- Available data -
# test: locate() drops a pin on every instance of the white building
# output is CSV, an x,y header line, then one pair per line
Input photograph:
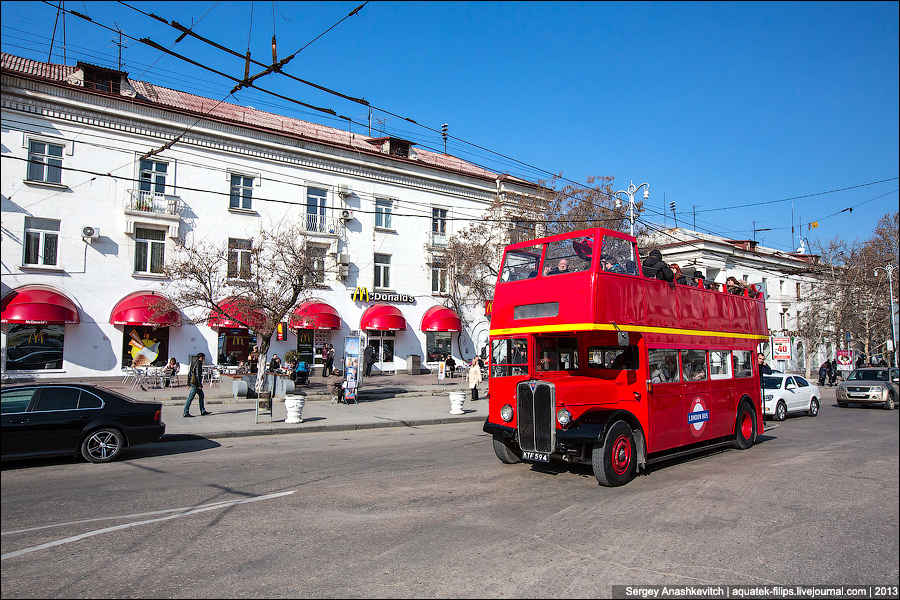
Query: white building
x,y
87,222
783,275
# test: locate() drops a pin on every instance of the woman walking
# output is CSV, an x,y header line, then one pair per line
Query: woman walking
x,y
474,378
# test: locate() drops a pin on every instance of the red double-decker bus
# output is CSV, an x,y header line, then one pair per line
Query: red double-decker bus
x,y
593,363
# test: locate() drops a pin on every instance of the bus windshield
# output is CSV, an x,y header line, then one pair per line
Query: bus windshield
x,y
522,263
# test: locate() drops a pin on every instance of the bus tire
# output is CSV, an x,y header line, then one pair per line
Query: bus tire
x,y
615,460
506,454
745,427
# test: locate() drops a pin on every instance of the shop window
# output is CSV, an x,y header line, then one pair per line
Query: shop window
x,y
509,357
44,162
568,256
41,241
239,253
617,256
144,346
663,365
383,210
149,250
241,192
34,347
234,346
437,345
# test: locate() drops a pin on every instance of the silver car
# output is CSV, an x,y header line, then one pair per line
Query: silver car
x,y
871,385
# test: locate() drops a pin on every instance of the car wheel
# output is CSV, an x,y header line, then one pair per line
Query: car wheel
x,y
780,411
506,454
745,427
615,460
102,445
813,407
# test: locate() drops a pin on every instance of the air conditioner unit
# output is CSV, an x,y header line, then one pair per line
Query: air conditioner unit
x,y
89,234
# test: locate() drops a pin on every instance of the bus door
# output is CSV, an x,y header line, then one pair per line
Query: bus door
x,y
665,405
698,415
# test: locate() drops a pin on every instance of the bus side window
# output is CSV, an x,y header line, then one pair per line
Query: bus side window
x,y
663,366
742,365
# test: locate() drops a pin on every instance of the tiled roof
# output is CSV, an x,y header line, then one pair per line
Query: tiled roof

- The exercise -
Change "drops a pin on" to "places a marker on" throughout the entries above and write them out again with no other edits, omitting the picture.

- Written answer -
# test: locate() places a marker on every instance of the white building
# output is CSV, an x,y header line, then one pair per line
Input photograph:
Query: white building
x,y
87,222
783,275
# test: locate() places a marker on every instance of the woman walking
# output is CSV, an x,y header line, then one pair per line
Query: woman walking
x,y
474,378
# test: locate() places a marker on every instance of the red double-decker bus
# output is CSV, an x,y header line, then one pair per line
Query: red double-decker bus
x,y
593,363
# test: locate() places a marker on every instance of the bus windshield
# output is CSV, an x,y header line, then one pair per line
Query: bus windshield
x,y
522,263
# test: locate() places a marker on every instance of the bus tire
# output is CSV, an x,y header line, then one pair per line
Query: bus tire
x,y
615,460
506,454
745,427
# test: locate() places a marker on every instance of the shop window
# output is CSV, an x,y header line, then one pair per line
Query: shop window
x,y
509,357
44,162
568,256
41,241
239,253
617,256
144,346
663,365
383,210
149,250
241,192
34,347
234,346
437,345
# test: locate() places a marker on every instance of the silver car
# output is CSV, an x,y header line, then one pair per line
Query: silver car
x,y
871,385
# test: locate() places a marker on every instance of the car wheel
# output is CSV, an x,y header line, then one pair per line
Query: car wheel
x,y
780,411
506,454
745,427
615,460
102,445
813,407
# test: locate() places a marker on every instance of the air conditioner unit
# output is CSV, an x,y header line, then one pair per line
Query: air conditioner unit
x,y
89,234
# test: locate() places a marker on every instance of the bus door
# output is CSV, an x,y header line, then one pair per line
Query: bus door
x,y
665,405
698,415
# test: locate() places a marker on every instance of the bus side window
# output is CSV, an x,y header line, then one pair per line
Query: bus side window
x,y
663,366
742,365
# test: locate() places a marker on every instance of the tiled roof
# output is CSV, an x,y header line, then one pair per line
Query: tiled roof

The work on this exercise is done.